— start of Excerpted records —
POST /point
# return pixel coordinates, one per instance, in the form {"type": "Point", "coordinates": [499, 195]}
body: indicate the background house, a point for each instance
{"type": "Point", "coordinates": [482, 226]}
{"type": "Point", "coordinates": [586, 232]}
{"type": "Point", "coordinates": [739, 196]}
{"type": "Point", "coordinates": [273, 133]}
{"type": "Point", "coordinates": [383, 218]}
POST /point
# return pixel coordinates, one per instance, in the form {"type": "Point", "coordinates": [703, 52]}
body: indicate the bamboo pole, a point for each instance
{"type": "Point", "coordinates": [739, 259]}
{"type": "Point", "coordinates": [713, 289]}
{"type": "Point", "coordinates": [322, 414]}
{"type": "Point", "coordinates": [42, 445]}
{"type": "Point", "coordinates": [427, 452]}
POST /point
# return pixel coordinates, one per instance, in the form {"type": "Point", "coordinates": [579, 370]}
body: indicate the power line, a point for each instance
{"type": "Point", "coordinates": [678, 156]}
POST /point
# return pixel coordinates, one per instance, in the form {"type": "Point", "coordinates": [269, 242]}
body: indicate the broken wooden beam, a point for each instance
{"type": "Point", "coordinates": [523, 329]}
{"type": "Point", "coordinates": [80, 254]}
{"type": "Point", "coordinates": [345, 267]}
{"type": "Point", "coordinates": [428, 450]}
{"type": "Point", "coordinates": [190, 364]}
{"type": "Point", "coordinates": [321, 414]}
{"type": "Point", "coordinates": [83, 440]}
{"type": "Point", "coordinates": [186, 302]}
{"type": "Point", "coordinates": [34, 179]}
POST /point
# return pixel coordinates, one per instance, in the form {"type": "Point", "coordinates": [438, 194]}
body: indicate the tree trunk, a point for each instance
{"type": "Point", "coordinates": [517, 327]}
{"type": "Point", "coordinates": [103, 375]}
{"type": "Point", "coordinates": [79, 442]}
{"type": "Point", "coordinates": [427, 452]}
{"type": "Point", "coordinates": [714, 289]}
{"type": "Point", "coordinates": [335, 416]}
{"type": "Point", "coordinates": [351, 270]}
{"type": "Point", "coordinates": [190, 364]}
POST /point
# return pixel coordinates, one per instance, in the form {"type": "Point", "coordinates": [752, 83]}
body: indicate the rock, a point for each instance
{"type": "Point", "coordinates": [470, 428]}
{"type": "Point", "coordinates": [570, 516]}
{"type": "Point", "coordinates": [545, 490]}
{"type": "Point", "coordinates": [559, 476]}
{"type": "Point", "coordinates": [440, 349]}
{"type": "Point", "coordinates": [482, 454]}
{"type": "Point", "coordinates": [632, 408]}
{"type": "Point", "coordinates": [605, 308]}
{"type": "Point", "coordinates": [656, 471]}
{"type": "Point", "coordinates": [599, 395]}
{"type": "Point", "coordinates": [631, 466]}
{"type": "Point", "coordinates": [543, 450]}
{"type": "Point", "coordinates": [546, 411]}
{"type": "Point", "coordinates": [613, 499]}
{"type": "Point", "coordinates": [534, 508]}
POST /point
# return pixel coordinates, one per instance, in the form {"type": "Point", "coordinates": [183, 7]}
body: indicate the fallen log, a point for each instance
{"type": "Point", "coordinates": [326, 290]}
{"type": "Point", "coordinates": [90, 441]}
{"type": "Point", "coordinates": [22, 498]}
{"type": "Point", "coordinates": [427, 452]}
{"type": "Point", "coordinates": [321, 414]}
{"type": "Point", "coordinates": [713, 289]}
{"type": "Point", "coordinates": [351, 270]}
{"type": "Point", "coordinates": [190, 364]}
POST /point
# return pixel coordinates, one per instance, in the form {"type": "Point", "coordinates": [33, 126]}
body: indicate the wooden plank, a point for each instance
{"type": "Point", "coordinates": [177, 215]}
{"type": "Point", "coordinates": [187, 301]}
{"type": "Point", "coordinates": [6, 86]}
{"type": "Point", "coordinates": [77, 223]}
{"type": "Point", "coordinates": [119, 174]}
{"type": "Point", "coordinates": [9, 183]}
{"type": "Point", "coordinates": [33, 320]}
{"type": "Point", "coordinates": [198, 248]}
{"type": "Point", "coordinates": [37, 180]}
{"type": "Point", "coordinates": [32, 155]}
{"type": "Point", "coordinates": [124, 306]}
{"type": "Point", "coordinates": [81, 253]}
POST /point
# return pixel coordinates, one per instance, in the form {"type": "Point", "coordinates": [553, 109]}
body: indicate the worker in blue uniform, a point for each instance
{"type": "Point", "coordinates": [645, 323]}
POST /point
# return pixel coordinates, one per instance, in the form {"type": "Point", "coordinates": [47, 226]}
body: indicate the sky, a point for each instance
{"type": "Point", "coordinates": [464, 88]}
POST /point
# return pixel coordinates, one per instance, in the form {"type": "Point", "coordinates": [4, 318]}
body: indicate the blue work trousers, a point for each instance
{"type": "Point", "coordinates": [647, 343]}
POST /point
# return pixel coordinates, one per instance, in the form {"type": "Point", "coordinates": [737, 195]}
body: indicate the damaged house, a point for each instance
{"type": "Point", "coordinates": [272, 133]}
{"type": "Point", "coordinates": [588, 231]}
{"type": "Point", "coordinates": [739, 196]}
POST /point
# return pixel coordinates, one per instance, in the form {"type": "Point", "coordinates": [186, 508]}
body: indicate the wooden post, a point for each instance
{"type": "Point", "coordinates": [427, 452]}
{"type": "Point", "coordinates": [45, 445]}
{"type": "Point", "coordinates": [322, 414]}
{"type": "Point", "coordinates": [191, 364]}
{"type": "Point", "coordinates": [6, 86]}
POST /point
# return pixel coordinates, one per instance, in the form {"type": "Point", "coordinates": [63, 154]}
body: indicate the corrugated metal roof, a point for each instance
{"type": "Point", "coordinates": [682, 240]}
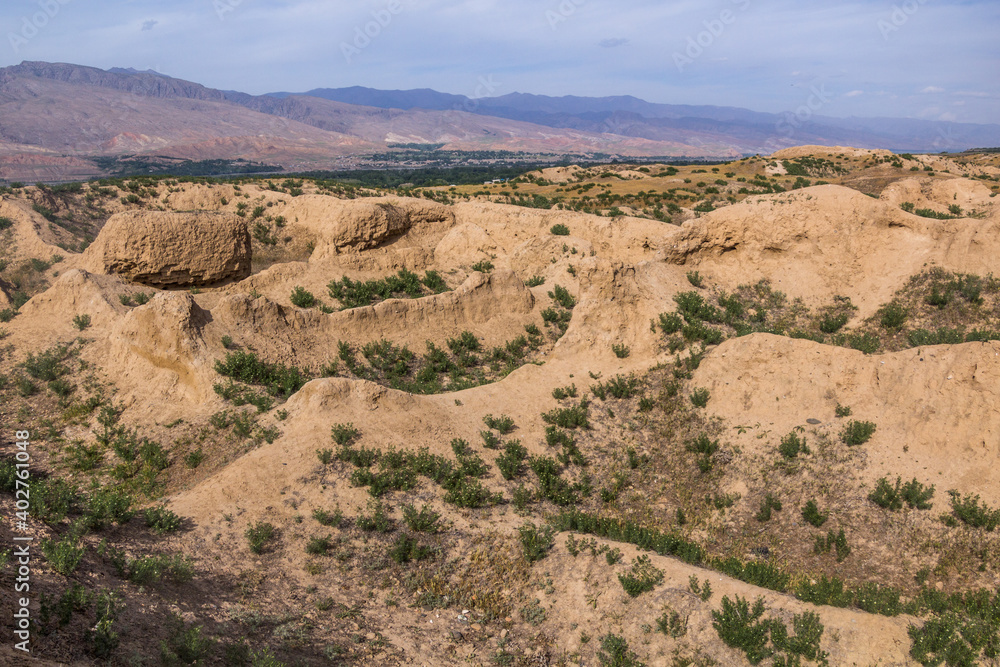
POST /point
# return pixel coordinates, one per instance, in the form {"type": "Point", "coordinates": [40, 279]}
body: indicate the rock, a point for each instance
{"type": "Point", "coordinates": [173, 249]}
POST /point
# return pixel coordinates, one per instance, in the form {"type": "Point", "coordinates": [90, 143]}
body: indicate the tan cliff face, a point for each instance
{"type": "Point", "coordinates": [535, 325]}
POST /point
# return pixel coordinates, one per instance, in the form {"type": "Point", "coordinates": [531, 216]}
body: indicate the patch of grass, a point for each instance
{"type": "Point", "coordinates": [857, 433]}
{"type": "Point", "coordinates": [535, 541]}
{"type": "Point", "coordinates": [642, 578]}
{"type": "Point", "coordinates": [260, 536]}
{"type": "Point", "coordinates": [811, 513]}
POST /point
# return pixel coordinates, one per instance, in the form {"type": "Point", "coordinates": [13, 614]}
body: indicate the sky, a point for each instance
{"type": "Point", "coordinates": [928, 59]}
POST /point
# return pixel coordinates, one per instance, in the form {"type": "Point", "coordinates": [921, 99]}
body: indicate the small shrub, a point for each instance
{"type": "Point", "coordinates": [64, 555]}
{"type": "Point", "coordinates": [642, 578]}
{"type": "Point", "coordinates": [893, 315]}
{"type": "Point", "coordinates": [792, 445]}
{"type": "Point", "coordinates": [161, 520]}
{"type": "Point", "coordinates": [811, 513]}
{"type": "Point", "coordinates": [424, 521]}
{"type": "Point", "coordinates": [699, 397]}
{"type": "Point", "coordinates": [260, 535]}
{"type": "Point", "coordinates": [615, 653]}
{"type": "Point", "coordinates": [302, 298]}
{"type": "Point", "coordinates": [857, 433]}
{"type": "Point", "coordinates": [536, 541]}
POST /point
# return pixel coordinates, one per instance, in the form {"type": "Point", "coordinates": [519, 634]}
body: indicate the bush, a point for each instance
{"type": "Point", "coordinates": [792, 445]}
{"type": "Point", "coordinates": [890, 497]}
{"type": "Point", "coordinates": [260, 535]}
{"type": "Point", "coordinates": [536, 541]}
{"type": "Point", "coordinates": [811, 513]}
{"type": "Point", "coordinates": [63, 555]}
{"type": "Point", "coordinates": [615, 653]}
{"type": "Point", "coordinates": [302, 298]}
{"type": "Point", "coordinates": [424, 521]}
{"type": "Point", "coordinates": [892, 315]}
{"type": "Point", "coordinates": [504, 424]}
{"type": "Point", "coordinates": [857, 433]}
{"type": "Point", "coordinates": [971, 513]}
{"type": "Point", "coordinates": [161, 520]}
{"type": "Point", "coordinates": [643, 577]}
{"type": "Point", "coordinates": [699, 397]}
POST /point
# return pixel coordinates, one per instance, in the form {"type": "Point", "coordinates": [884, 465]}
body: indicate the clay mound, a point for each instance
{"type": "Point", "coordinates": [361, 224]}
{"type": "Point", "coordinates": [939, 195]}
{"type": "Point", "coordinates": [494, 306]}
{"type": "Point", "coordinates": [172, 249]}
{"type": "Point", "coordinates": [939, 402]}
{"type": "Point", "coordinates": [158, 356]}
{"type": "Point", "coordinates": [814, 244]}
{"type": "Point", "coordinates": [49, 316]}
{"type": "Point", "coordinates": [807, 151]}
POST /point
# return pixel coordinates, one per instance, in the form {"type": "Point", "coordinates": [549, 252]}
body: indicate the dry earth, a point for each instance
{"type": "Point", "coordinates": [151, 354]}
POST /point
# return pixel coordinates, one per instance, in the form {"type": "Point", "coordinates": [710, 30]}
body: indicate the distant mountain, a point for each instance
{"type": "Point", "coordinates": [747, 131]}
{"type": "Point", "coordinates": [57, 109]}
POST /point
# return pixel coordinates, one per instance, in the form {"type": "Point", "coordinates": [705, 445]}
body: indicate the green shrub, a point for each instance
{"type": "Point", "coordinates": [792, 445]}
{"type": "Point", "coordinates": [161, 520]}
{"type": "Point", "coordinates": [834, 541]}
{"type": "Point", "coordinates": [742, 627]}
{"type": "Point", "coordinates": [971, 513]}
{"type": "Point", "coordinates": [64, 555]}
{"type": "Point", "coordinates": [260, 535]}
{"type": "Point", "coordinates": [890, 497]}
{"type": "Point", "coordinates": [407, 548]}
{"type": "Point", "coordinates": [811, 513]}
{"type": "Point", "coordinates": [333, 519]}
{"type": "Point", "coordinates": [280, 380]}
{"type": "Point", "coordinates": [699, 397]}
{"type": "Point", "coordinates": [344, 434]}
{"type": "Point", "coordinates": [424, 521]}
{"type": "Point", "coordinates": [642, 578]}
{"type": "Point", "coordinates": [893, 315]}
{"type": "Point", "coordinates": [768, 504]}
{"type": "Point", "coordinates": [857, 433]}
{"type": "Point", "coordinates": [536, 541]}
{"type": "Point", "coordinates": [504, 424]}
{"type": "Point", "coordinates": [318, 546]}
{"type": "Point", "coordinates": [615, 653]}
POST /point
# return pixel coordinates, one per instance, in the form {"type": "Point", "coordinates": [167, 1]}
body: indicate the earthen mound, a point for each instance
{"type": "Point", "coordinates": [173, 249]}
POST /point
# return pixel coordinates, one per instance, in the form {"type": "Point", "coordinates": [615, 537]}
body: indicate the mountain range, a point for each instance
{"type": "Point", "coordinates": [56, 117]}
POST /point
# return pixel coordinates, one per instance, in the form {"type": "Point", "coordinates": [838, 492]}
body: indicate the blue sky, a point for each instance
{"type": "Point", "coordinates": [932, 59]}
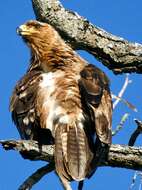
— end of Excerpted records —
**Task statement**
Return every line from the rows above that contains the word "house", copying each line in full.

**Exercise answer**
body: indicate the background house, a point for each instance
body: indicate the damaged house, a point for each instance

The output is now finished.